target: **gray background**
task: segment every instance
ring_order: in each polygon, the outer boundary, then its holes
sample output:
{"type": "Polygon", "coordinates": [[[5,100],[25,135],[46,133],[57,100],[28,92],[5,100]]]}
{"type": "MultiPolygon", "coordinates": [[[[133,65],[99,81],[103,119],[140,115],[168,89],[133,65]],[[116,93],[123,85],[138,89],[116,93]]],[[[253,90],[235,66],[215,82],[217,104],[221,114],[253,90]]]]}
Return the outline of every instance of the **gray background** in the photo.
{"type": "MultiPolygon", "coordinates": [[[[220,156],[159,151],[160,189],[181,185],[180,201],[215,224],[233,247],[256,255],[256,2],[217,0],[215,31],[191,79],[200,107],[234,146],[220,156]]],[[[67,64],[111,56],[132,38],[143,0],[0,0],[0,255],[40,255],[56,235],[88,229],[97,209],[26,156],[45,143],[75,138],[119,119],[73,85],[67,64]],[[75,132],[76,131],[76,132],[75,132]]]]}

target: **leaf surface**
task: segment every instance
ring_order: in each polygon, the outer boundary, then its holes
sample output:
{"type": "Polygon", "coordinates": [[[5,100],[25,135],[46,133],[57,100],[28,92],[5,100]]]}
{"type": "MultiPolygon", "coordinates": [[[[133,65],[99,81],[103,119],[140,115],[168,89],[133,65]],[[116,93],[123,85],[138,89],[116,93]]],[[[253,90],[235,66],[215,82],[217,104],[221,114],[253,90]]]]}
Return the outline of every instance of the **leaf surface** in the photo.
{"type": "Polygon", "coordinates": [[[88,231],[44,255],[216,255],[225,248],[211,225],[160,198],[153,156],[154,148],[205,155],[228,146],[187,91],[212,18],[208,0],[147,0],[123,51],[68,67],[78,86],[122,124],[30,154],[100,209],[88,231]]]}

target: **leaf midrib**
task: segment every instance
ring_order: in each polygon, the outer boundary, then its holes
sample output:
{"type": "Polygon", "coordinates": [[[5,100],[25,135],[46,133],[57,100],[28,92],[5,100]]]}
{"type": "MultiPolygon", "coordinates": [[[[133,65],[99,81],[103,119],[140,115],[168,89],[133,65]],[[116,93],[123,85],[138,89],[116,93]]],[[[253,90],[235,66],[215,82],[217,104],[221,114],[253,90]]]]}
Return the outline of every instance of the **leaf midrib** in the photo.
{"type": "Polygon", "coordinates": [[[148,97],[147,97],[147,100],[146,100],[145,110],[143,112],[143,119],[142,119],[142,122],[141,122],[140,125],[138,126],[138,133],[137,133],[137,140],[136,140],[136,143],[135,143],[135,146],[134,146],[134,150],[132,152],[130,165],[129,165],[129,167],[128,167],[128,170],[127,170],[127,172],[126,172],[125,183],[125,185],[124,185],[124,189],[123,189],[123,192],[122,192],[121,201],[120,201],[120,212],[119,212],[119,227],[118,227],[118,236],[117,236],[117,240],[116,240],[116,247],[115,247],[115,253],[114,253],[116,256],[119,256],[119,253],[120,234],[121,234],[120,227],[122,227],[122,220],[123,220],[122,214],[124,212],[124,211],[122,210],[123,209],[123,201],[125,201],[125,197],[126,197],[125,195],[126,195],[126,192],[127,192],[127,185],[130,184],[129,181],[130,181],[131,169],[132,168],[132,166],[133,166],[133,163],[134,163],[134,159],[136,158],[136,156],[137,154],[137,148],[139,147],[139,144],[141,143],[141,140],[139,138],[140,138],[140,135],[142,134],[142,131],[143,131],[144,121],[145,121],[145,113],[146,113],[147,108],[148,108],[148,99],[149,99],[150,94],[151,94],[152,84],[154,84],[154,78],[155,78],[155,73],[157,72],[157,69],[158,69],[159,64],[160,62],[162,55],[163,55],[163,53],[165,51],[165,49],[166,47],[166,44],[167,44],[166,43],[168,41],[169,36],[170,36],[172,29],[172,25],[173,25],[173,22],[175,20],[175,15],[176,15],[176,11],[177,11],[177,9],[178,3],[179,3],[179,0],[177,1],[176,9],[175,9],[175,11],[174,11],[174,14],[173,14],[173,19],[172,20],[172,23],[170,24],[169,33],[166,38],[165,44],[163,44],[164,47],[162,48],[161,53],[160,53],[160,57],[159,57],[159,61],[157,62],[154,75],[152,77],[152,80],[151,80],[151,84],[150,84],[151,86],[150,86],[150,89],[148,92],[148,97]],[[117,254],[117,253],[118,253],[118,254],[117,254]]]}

> _Task prompt_: Copy these lines out word for word.

> _Exercise result_:
target: **gray background**
task: segment every instance
ring_order: in each polygon, the outer boundary, then its holes
sample output:
{"type": "Polygon", "coordinates": [[[5,100],[25,135],[46,133],[57,100],[28,92],[5,100]]]}
{"type": "MultiPolygon", "coordinates": [[[[133,65],[99,81],[103,119],[140,115],[168,89],[133,65]],[[116,93],[123,85],[138,89],[116,93]]],[[[253,90],[235,66],[215,82],[217,104],[221,114],[253,90]]]]}
Return the outline of every instance of the **gray background** in the photo.
{"type": "MultiPolygon", "coordinates": [[[[220,156],[159,151],[160,189],[181,185],[180,201],[215,224],[233,247],[256,255],[256,2],[217,0],[215,31],[191,79],[200,107],[234,146],[220,156]]],[[[67,64],[111,56],[132,38],[143,0],[0,0],[0,255],[40,255],[56,235],[88,229],[97,209],[26,156],[45,143],[75,138],[119,119],[73,85],[67,64]],[[75,132],[76,131],[76,132],[75,132]]]]}

target: **leaf surface**
task: segment every instance
ring_order: in each polygon, the outer boundary, then its holes
sample output:
{"type": "Polygon", "coordinates": [[[5,100],[25,135],[46,133],[57,100],[28,92],[5,100]]]}
{"type": "MultiPolygon", "coordinates": [[[[133,65],[99,81],[103,119],[140,115],[168,89],[133,65]],[[116,93],[123,85],[138,89],[116,93]]],[[[253,90],[235,66],[215,82],[217,104],[221,114],[253,90]]]]}
Return the outline of every instance of the **leaf surface** in the photo.
{"type": "Polygon", "coordinates": [[[88,231],[44,255],[216,255],[225,248],[211,225],[160,198],[153,156],[154,148],[205,155],[228,146],[187,91],[212,18],[208,0],[147,0],[123,51],[68,67],[78,86],[122,124],[30,154],[100,209],[88,231]]]}

target: **leaf midrib**
task: segment every instance
ring_order: in each polygon, the outer boundary, then its holes
sample output:
{"type": "Polygon", "coordinates": [[[5,100],[25,135],[46,133],[57,100],[28,92],[5,100]]]}
{"type": "MultiPolygon", "coordinates": [[[[133,65],[99,81],[103,119],[140,115],[168,89],[133,65]],[[116,93],[123,85],[138,89],[116,93]]],[[[253,90],[235,66],[215,82],[217,104],[221,114],[253,90]]]]}
Return the outline of every instance of the **leaf midrib** in the photo.
{"type": "Polygon", "coordinates": [[[148,97],[147,97],[147,100],[146,100],[145,110],[143,112],[143,119],[142,119],[142,122],[141,122],[140,125],[138,126],[138,133],[137,133],[137,140],[136,140],[136,143],[135,143],[135,146],[134,146],[134,150],[132,152],[130,165],[129,165],[129,167],[128,167],[128,170],[127,170],[127,172],[126,172],[125,183],[125,185],[124,185],[124,189],[123,189],[123,192],[122,192],[121,201],[120,201],[120,212],[119,212],[119,227],[118,227],[118,236],[117,236],[117,240],[116,240],[116,247],[115,247],[115,253],[114,253],[116,256],[119,256],[119,253],[120,234],[121,234],[120,227],[122,227],[122,220],[123,220],[122,214],[124,212],[124,211],[122,210],[123,209],[123,201],[125,201],[125,197],[126,197],[125,195],[126,195],[126,192],[127,192],[127,185],[130,184],[129,181],[130,181],[131,169],[132,168],[132,166],[133,166],[133,163],[134,163],[134,159],[136,158],[136,156],[137,154],[137,148],[139,147],[139,144],[141,143],[141,140],[139,138],[140,138],[140,135],[142,134],[142,131],[143,131],[144,121],[145,121],[145,113],[146,113],[147,108],[148,108],[148,99],[149,99],[150,94],[151,94],[152,84],[154,84],[154,78],[155,78],[155,73],[157,72],[157,69],[158,69],[159,64],[160,62],[162,55],[163,55],[163,53],[165,51],[165,49],[166,47],[166,44],[167,44],[166,43],[168,41],[169,36],[170,36],[172,29],[172,25],[173,25],[173,22],[175,20],[175,15],[176,15],[176,11],[177,11],[177,9],[178,3],[179,3],[179,0],[177,1],[176,9],[175,9],[175,11],[174,11],[174,14],[173,14],[173,19],[172,20],[172,23],[170,24],[169,33],[166,38],[165,44],[163,44],[164,47],[162,48],[161,53],[160,53],[160,57],[159,57],[159,61],[157,62],[154,75],[152,77],[152,80],[151,80],[151,84],[150,84],[151,86],[150,86],[150,89],[148,92],[148,97]],[[117,254],[117,253],[118,253],[118,254],[117,254]]]}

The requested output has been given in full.